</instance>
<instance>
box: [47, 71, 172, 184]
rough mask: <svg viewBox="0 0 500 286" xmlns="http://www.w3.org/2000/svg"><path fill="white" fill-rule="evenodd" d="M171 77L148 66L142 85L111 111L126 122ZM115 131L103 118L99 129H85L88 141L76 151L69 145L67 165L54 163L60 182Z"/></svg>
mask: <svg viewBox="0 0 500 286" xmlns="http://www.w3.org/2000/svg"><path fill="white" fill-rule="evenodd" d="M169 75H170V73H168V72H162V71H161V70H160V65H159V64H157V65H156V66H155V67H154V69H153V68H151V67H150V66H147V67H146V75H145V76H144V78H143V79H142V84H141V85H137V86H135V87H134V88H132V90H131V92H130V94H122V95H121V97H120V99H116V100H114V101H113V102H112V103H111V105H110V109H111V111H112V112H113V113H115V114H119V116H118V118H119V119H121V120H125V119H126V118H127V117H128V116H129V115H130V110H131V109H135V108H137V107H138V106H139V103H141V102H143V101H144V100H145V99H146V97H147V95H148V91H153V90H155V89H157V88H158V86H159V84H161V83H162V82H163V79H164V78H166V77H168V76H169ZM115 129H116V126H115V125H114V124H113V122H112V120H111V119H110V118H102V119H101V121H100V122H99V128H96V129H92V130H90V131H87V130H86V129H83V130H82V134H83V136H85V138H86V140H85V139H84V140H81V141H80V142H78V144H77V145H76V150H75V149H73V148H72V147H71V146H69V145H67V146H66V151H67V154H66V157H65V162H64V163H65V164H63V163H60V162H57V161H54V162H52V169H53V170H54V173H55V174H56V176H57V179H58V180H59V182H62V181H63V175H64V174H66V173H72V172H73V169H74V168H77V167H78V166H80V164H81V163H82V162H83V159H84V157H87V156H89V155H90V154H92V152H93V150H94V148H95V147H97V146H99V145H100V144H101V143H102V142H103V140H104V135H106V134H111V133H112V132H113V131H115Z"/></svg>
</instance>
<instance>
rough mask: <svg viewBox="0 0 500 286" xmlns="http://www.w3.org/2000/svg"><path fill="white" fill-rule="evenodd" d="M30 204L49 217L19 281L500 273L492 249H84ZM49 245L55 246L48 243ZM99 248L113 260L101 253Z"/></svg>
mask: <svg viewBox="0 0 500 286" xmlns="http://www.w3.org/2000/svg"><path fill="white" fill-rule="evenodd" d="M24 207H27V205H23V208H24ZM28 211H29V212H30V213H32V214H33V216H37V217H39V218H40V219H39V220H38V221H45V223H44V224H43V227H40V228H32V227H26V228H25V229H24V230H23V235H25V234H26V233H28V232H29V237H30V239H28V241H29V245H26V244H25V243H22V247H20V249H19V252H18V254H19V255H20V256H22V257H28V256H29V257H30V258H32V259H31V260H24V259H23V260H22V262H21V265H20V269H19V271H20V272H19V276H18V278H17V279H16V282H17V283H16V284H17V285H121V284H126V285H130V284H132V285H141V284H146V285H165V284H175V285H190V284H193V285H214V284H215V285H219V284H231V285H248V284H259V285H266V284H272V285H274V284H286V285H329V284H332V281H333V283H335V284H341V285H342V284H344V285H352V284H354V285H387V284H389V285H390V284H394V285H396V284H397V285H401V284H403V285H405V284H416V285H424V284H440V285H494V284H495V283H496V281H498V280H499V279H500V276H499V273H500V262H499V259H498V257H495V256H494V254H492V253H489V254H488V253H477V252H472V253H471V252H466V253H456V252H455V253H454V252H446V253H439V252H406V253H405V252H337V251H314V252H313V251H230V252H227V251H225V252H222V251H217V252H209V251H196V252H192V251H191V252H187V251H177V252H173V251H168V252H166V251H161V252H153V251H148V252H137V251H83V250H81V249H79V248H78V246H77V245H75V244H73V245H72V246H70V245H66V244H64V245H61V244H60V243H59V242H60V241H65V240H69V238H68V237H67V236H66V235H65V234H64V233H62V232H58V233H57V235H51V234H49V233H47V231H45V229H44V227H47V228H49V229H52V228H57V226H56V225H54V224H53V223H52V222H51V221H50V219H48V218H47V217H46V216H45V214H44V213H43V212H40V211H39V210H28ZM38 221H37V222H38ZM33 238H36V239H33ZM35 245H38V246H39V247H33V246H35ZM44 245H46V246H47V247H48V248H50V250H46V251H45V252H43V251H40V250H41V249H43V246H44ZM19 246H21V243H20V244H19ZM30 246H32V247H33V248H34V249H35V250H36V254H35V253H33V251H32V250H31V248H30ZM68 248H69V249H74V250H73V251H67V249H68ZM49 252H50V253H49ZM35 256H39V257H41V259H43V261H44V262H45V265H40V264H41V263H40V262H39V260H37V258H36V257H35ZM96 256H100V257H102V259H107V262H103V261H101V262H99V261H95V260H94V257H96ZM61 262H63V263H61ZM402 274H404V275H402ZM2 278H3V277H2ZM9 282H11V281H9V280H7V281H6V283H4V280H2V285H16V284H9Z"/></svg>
::::::::::
Your objective —
Copy all of the lines above without changing a single character.

Exercise answer —
</instance>
<instance>
box: [47, 71, 172, 184]
rough mask: <svg viewBox="0 0 500 286" xmlns="http://www.w3.org/2000/svg"><path fill="white" fill-rule="evenodd" d="M171 77L148 66L142 85L111 111L126 122ZM115 131L103 118L99 129H85L88 141L76 151L69 145L67 165L54 163L60 182Z"/></svg>
mask: <svg viewBox="0 0 500 286" xmlns="http://www.w3.org/2000/svg"><path fill="white" fill-rule="evenodd" d="M169 75H170V73H168V72H162V71H161V70H160V65H159V64H157V65H156V66H155V67H154V69H153V68H151V67H150V66H147V67H146V75H145V76H144V78H143V79H142V84H141V85H137V86H135V87H134V88H132V90H131V92H130V94H122V95H121V97H120V99H116V100H114V101H113V102H112V103H111V105H110V109H111V111H112V112H113V113H115V114H119V116H118V118H119V119H121V120H125V119H126V118H127V117H128V116H129V115H130V110H131V109H135V108H137V107H138V106H139V103H141V102H143V101H144V100H145V99H146V97H147V95H148V91H153V90H155V89H157V88H158V86H159V84H161V83H162V82H163V79H164V78H166V77H168V76H169ZM115 129H116V126H115V125H114V124H113V122H112V120H111V119H110V118H102V119H101V121H100V122H99V128H96V129H92V130H90V131H87V130H86V129H83V130H82V134H83V136H85V138H86V140H85V139H84V140H81V141H80V142H78V144H77V145H76V150H75V149H73V148H72V147H71V146H69V145H67V146H66V151H67V154H66V157H65V162H64V163H65V164H63V163H60V162H57V161H54V162H52V169H53V170H54V173H55V174H56V176H57V179H58V180H59V182H62V181H63V175H64V174H66V173H72V172H73V169H74V168H77V167H78V166H80V164H81V163H82V162H83V159H84V157H87V156H89V155H90V154H92V152H93V150H94V148H95V147H97V146H99V145H100V144H101V143H102V142H103V140H104V135H106V134H111V133H112V132H113V131H115Z"/></svg>
</instance>
<instance>
rough mask: <svg viewBox="0 0 500 286" xmlns="http://www.w3.org/2000/svg"><path fill="white" fill-rule="evenodd" d="M30 204L49 217L19 281L500 273L492 249H84ZM49 245L55 246L48 243ZM99 248L113 260L101 253Z"/></svg>
mask: <svg viewBox="0 0 500 286" xmlns="http://www.w3.org/2000/svg"><path fill="white" fill-rule="evenodd" d="M24 207H27V205H23V208H24ZM28 211H29V212H30V213H32V214H33V216H37V217H39V218H40V219H39V220H38V221H45V223H44V224H43V227H40V228H32V227H26V228H25V229H24V230H23V235H25V234H26V233H28V232H29V237H30V239H28V241H29V245H26V244H25V243H22V247H20V249H19V252H18V254H19V255H20V256H22V257H28V256H29V257H30V258H32V259H31V260H24V259H23V260H22V262H21V265H20V269H19V271H20V272H19V276H18V278H17V279H16V282H17V283H16V284H17V285H121V284H126V285H130V284H132V285H141V284H146V285H165V284H175V285H190V284H193V285H214V284H215V285H219V284H231V285H248V284H259V285H266V284H272V285H274V284H286V285H329V284H332V281H333V283H335V284H341V285H342V284H344V285H352V284H354V285H387V284H389V285H390V284H394V285H396V284H397V285H401V284H403V285H405V284H416V285H424V284H440V285H494V284H495V283H496V281H498V280H499V279H500V276H499V273H500V262H499V259H498V257H495V256H494V254H492V253H489V254H488V253H477V252H472V253H471V252H466V253H456V252H455V253H454V252H446V253H439V252H406V253H405V252H337V251H314V252H313V251H230V252H227V251H225V252H222V251H217V252H209V251H196V252H192V251H191V252H187V251H177V252H173V251H168V252H166V251H161V252H153V251H148V252H137V251H83V250H81V249H79V248H78V246H77V245H75V244H73V245H72V246H70V245H66V244H64V245H61V244H60V243H59V242H60V241H65V240H69V238H68V237H67V236H66V235H65V234H64V233H62V232H58V233H57V235H51V234H49V233H47V231H45V229H44V227H47V228H49V229H52V228H57V226H56V225H54V224H53V223H52V222H51V221H50V219H48V218H47V217H46V216H45V214H44V213H43V212H40V211H39V210H28ZM38 221H37V222H38ZM33 238H36V239H33ZM35 245H38V246H39V247H33V246H35ZM44 245H46V246H47V247H48V248H50V250H46V251H45V252H43V251H40V250H41V249H43V246H44ZM19 246H21V243H20V244H19ZM30 246H32V247H33V248H34V249H35V250H36V254H35V253H33V251H32V250H31V248H30ZM68 248H69V249H74V250H73V251H67V249H68ZM49 252H50V253H49ZM35 256H39V257H41V259H43V261H44V262H45V265H40V264H41V263H40V262H39V260H37V258H36V257H35ZM96 256H100V257H102V259H107V262H103V261H101V262H99V261H95V260H94V257H96ZM61 262H63V263H61ZM402 274H404V275H402ZM2 278H3V277H2ZM9 282H11V281H9V280H7V281H6V283H4V280H2V285H16V284H9Z"/></svg>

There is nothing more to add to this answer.